**What this task involves**
Your answer should be one number: how many lines below hold the word "short".

**Collected data entries**
= = = = = = =
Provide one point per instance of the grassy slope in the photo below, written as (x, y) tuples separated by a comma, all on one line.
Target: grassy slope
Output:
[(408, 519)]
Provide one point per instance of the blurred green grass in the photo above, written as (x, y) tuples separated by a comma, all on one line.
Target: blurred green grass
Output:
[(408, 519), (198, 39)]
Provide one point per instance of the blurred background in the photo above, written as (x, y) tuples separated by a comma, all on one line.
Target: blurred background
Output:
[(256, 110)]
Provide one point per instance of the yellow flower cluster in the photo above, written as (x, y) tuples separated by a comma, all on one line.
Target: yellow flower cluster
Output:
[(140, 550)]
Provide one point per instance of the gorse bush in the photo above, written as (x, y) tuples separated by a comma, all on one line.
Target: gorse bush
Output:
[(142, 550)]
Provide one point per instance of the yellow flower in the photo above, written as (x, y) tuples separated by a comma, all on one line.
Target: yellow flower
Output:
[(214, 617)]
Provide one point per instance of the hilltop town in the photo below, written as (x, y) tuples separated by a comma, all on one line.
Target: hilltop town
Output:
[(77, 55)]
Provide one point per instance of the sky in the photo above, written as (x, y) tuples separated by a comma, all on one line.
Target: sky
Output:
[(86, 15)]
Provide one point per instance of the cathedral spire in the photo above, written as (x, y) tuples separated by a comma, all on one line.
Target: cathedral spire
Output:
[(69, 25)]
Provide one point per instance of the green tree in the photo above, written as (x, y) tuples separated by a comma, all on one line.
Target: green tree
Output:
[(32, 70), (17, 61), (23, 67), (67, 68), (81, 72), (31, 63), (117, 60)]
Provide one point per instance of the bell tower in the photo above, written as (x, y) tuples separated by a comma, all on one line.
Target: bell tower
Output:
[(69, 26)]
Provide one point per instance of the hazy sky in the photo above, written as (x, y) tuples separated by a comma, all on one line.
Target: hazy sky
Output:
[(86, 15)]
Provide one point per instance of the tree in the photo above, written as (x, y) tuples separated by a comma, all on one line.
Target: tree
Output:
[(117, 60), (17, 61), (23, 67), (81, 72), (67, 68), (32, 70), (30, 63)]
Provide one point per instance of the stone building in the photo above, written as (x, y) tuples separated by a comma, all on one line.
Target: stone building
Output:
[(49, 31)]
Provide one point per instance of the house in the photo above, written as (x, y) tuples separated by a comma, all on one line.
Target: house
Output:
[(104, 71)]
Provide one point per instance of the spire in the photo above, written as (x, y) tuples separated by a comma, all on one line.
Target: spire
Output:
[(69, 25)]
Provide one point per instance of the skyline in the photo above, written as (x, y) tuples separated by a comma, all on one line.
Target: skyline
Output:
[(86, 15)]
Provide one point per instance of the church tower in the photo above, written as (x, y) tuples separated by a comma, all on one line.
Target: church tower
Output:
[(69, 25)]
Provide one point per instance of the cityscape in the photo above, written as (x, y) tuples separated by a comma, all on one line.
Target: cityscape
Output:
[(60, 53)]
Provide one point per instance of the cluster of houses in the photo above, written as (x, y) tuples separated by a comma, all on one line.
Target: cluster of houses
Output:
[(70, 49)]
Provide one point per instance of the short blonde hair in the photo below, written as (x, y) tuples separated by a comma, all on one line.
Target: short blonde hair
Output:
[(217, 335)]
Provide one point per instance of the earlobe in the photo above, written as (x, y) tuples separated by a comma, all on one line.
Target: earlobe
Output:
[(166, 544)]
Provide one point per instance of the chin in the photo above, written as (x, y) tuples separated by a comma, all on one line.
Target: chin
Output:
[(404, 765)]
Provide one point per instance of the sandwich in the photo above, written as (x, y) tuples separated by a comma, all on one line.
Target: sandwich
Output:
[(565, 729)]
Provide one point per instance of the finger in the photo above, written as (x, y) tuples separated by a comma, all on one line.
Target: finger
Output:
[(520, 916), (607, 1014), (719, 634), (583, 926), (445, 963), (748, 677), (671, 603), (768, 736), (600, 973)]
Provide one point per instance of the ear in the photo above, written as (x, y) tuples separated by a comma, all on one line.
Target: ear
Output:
= = = = = = =
**Written answer**
2